Say whether each statement agrees with the XRD section below. Answer yes or no for each, and quote the words of the section that decide it.
1. The mean diameter of sample S.3 came out to about 7 ± 2 nm.
2. The (111) peak is weak in sample S.3.
3. The crystallinity of S.0 and S.3 was found to differ.

● **SOURCE DOCUMENT**
= = = =
3 Results and Discussions

3.1 Structural and Elemental Characterization

Figure 1 shows the XRD patterns of Fe3O4 MNPs, which is in good concurrence with the crystal-structure pattern of magnetite. The characteristic peaks can be recognized at 2θ positions = 18.01° (111), 30.284° (220), 35.662° (311), 43.289° (400), 53.5° (422), 57.173° (511), 62.844° (440), 71.351° (151), and 74.284° (002). The patterns of S.0 and S.3 are shown in Fig. 1 as an example. The XRD pattern of magnetite (PDF No. 96–900-7645) is included in the figure for comparison. Both S.0 and S.3 showed identical XRD pattern, with a small change in background in sample S.3. This may be due to the presence of amorphous SiO2 in the sample. The intensity of (111) peak is weak in S.0 sample; it could be due to small signal-to-noise ratio. Moreover, the crystallinity was found to be the same having only a little change in the characteristic peaks’ intensity, due to the presence of amorphous silica. We have determined the mean diameter of sample S.0 and S.3 using Rietveld analysis and Scherrer’s equation, which had come out to be about 6 ± 1 nm and 7 ± 2 nm, respectively corresponding to the {311} plane. We have also confirmed the reproducibility of the XRD patterns in the terms of peaks, peak position, and average particle size on another set of synthesized MNPs. Thus, the XRD data suggest that MNPs obtained in the present study has size distributions in nano-meter size.

Fig. 1
figure 1

(Colour online): XRD patterns of S.0 and S.3 samples compared with the magnetite (JCPDS no.- 96–900-7645)
= = = =
● **EXERCISE DATA**
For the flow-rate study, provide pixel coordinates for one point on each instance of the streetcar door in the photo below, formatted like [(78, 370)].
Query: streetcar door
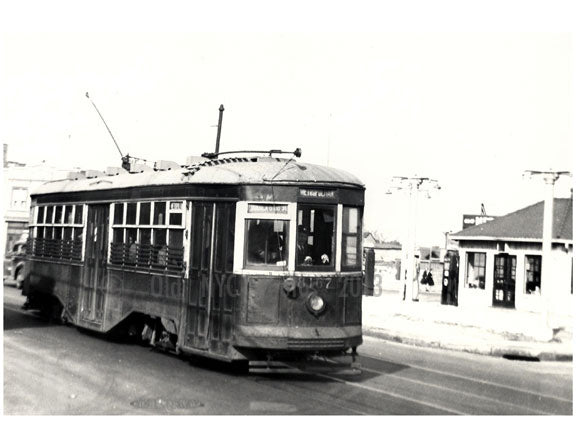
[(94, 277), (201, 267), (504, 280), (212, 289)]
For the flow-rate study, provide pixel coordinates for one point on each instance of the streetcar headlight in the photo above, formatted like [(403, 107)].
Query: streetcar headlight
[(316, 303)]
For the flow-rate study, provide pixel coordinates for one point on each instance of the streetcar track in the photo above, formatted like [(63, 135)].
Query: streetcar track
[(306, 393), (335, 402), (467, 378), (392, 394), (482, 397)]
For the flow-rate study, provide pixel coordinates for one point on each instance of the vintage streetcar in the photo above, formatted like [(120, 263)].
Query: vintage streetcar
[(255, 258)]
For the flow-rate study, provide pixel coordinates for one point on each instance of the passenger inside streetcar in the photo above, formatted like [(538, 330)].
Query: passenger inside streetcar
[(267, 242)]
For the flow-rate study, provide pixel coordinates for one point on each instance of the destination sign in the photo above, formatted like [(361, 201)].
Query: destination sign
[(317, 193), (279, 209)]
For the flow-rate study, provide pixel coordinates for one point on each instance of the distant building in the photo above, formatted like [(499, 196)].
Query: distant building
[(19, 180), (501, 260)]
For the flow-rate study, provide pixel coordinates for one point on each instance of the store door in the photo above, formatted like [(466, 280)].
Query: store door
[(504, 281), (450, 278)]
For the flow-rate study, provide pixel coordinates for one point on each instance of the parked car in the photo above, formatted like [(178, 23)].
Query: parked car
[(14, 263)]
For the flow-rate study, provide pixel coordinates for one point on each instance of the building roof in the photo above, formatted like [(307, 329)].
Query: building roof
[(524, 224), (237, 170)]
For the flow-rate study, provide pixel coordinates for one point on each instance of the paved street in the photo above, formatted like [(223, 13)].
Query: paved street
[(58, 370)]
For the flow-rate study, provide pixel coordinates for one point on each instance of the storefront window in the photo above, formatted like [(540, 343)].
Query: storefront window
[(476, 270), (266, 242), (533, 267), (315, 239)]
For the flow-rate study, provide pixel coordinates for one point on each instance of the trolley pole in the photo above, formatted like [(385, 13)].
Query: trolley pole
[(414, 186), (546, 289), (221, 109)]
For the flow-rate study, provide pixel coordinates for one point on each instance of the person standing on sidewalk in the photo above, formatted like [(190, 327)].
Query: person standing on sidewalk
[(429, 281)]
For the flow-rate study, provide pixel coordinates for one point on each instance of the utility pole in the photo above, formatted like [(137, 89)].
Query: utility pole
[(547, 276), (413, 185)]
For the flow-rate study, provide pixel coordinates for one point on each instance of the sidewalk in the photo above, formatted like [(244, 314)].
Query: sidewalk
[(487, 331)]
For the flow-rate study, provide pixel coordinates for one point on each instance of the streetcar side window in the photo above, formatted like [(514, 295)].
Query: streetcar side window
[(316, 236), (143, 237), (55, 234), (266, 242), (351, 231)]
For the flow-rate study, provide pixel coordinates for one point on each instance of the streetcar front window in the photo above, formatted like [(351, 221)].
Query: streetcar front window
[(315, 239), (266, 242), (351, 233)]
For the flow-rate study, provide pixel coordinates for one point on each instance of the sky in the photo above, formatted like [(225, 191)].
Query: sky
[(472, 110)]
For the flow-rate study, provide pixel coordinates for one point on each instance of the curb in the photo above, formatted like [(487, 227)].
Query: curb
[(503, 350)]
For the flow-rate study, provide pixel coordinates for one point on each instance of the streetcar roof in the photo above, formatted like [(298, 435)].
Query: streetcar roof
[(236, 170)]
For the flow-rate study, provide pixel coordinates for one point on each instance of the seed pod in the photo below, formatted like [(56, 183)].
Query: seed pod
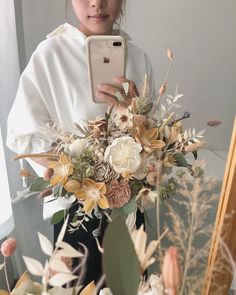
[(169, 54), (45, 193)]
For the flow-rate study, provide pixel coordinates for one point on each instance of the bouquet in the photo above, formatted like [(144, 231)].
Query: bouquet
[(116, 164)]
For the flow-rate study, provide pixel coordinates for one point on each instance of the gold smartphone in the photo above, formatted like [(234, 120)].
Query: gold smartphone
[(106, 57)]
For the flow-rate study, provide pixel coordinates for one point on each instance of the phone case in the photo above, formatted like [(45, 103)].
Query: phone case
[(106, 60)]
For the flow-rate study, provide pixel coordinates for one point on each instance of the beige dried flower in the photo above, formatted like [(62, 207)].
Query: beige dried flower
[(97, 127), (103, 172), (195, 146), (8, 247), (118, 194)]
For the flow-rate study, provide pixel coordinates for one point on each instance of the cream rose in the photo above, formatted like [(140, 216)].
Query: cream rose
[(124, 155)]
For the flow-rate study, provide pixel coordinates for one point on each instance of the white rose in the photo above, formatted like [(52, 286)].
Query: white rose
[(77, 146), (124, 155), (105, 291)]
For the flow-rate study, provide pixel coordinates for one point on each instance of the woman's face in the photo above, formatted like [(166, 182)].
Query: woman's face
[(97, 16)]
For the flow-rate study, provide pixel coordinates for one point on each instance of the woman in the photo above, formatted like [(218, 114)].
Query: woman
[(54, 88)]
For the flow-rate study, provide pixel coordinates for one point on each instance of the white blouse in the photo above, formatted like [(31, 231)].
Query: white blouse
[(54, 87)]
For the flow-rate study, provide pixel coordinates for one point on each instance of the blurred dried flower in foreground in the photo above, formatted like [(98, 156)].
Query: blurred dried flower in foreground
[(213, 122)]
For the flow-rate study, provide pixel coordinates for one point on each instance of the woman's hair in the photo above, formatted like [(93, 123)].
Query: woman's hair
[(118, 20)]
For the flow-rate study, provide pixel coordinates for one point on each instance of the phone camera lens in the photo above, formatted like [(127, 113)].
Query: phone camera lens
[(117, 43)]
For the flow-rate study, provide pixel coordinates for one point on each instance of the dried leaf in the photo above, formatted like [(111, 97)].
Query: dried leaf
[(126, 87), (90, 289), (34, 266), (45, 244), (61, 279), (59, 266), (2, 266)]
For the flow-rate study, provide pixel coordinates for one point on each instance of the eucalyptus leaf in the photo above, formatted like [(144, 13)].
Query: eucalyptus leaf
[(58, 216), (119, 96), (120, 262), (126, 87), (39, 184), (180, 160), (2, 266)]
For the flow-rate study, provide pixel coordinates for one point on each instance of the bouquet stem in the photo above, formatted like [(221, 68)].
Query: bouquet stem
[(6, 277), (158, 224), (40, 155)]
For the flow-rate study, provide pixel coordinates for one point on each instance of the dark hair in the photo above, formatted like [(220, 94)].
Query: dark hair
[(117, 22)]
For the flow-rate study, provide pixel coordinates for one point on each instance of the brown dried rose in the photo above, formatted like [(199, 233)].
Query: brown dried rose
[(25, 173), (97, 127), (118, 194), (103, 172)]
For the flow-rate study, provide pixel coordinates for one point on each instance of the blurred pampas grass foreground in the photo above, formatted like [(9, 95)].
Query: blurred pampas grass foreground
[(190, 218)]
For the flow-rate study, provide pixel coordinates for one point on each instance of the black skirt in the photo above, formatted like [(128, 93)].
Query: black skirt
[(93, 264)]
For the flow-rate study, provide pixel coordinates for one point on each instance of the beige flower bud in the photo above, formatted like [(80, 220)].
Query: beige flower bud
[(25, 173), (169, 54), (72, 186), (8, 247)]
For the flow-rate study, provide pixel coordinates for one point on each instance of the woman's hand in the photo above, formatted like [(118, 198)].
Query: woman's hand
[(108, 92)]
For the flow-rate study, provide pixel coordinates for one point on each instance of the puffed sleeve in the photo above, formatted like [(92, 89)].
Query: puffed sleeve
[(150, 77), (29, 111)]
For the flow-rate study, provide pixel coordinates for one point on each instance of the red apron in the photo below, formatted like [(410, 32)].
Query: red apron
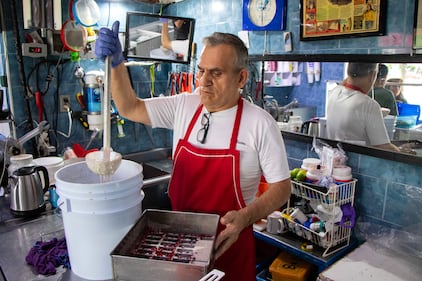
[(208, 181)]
= = = =
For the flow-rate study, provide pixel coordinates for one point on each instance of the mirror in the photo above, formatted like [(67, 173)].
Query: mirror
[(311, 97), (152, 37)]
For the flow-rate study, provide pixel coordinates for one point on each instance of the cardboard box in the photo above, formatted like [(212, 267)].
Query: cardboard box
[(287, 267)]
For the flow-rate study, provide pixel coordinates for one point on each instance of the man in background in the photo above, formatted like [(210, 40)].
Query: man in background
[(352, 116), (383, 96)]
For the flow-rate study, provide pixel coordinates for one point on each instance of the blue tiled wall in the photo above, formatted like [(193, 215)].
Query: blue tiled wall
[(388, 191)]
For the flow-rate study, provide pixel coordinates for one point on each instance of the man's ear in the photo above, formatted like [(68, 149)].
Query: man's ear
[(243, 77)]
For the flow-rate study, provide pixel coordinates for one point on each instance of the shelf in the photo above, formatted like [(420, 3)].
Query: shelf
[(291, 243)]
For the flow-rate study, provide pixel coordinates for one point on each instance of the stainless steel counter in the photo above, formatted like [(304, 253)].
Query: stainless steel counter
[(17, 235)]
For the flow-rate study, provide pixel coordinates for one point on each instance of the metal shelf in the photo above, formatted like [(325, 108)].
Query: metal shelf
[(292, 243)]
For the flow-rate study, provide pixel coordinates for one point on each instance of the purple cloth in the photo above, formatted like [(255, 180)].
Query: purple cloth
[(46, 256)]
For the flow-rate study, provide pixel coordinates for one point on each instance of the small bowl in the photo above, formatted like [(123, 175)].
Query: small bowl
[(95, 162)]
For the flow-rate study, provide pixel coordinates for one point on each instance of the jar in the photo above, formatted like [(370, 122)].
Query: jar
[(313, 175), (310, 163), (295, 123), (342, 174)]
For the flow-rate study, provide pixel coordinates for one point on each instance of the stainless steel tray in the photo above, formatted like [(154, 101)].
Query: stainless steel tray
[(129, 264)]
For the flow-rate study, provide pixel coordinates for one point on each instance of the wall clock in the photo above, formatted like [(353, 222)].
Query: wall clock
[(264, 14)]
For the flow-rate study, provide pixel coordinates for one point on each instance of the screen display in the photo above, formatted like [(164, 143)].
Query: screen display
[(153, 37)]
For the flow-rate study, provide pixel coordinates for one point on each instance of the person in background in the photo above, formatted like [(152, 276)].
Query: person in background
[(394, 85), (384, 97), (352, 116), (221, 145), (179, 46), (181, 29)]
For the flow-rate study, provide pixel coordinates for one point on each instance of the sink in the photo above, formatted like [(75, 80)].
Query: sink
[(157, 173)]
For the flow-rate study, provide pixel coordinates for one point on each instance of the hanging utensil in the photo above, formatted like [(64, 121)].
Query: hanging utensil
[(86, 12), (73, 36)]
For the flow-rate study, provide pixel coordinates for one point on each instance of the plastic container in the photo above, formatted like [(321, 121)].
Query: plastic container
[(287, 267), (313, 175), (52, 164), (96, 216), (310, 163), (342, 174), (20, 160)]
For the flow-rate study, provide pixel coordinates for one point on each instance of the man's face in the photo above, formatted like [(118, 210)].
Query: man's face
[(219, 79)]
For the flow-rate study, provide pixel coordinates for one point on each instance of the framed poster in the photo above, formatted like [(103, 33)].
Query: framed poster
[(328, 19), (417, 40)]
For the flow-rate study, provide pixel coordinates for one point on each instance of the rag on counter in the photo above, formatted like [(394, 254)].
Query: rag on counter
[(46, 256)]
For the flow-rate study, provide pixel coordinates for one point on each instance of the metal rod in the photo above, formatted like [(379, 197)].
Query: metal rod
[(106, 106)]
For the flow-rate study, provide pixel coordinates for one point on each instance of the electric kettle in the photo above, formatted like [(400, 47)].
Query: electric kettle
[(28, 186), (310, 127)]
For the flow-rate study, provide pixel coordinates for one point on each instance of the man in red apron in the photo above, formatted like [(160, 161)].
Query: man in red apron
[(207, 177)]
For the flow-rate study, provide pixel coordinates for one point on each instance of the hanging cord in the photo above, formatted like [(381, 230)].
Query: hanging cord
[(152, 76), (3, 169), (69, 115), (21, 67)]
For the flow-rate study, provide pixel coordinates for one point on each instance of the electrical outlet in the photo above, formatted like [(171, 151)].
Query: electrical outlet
= = = =
● **SOLUTION FOR THIS TASK**
1. Yes: "which had come out to be about 6 ± 1 nm and 7 ± 2 nm, respectively"
2. No: "The intensity of (111) peak is weak in S.0 sample"
3. No: "the crystallinity was found to be the same"